** start Raw records **

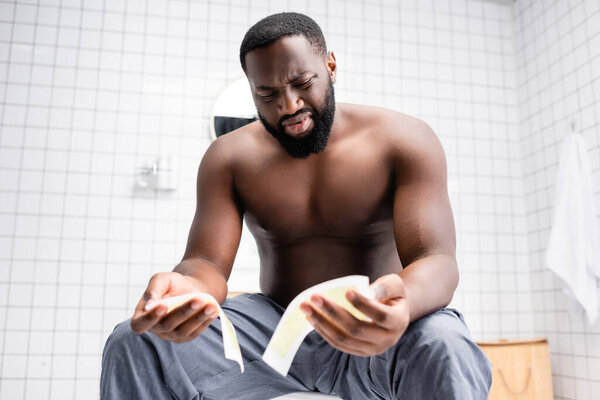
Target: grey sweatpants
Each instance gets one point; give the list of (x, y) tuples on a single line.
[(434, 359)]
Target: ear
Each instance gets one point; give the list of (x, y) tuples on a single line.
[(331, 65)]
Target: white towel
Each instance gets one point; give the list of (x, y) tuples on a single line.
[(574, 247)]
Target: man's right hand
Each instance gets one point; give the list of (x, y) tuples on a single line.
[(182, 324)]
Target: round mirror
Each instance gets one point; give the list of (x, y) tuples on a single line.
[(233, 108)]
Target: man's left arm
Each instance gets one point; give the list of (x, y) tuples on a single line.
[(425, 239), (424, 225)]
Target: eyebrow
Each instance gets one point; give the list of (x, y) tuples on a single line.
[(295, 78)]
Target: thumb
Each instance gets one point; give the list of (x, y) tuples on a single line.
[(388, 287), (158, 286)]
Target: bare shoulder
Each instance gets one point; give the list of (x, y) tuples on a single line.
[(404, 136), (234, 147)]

** end Raw records **
** start Raw records **

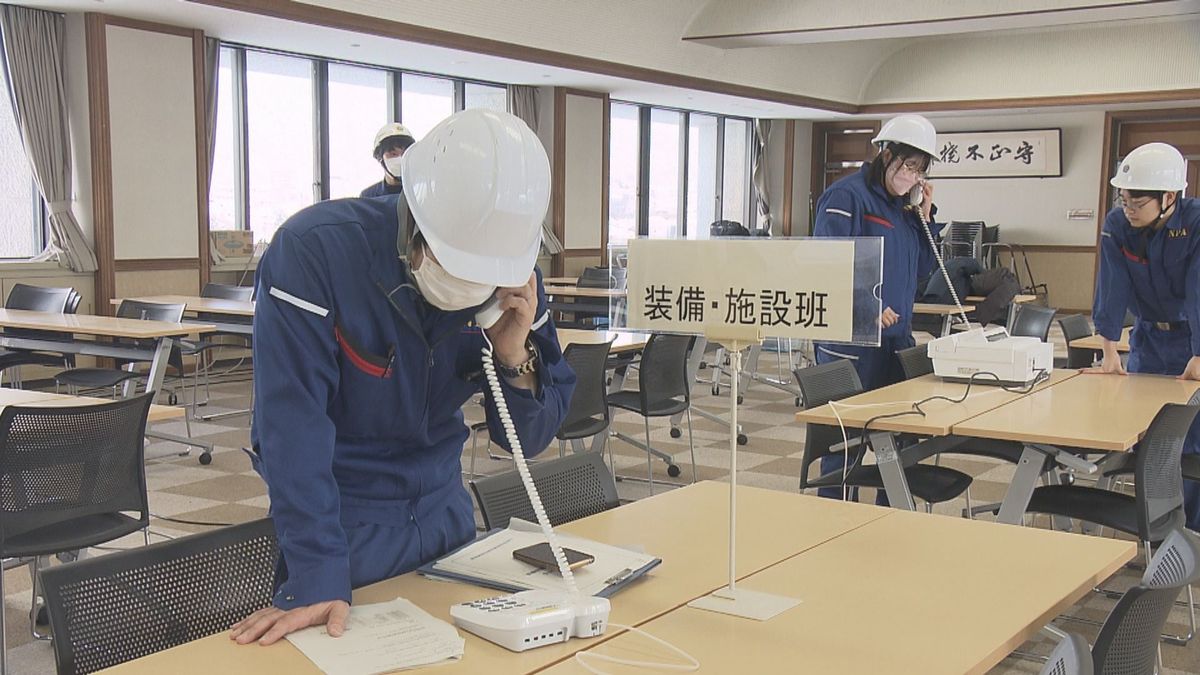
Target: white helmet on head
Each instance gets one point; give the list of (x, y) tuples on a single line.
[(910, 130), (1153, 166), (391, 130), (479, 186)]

** end Raw records **

Copy out the items word for word, beginning at the line that has "Target: ear" and stopping after the line that has "[(182, 324)]".

__Response to this exercise__:
Target: ear
Each instance gets one point; give the list of (x, y) tuples on a single line.
[(331, 65)]
Target: white towel
Each instance gets one point; give the list of (x, y) tuples on a single line.
[(574, 247)]
Target: man's right hand
Each instance gets one point; give the list of (x, y) tuples on a single line.
[(182, 324)]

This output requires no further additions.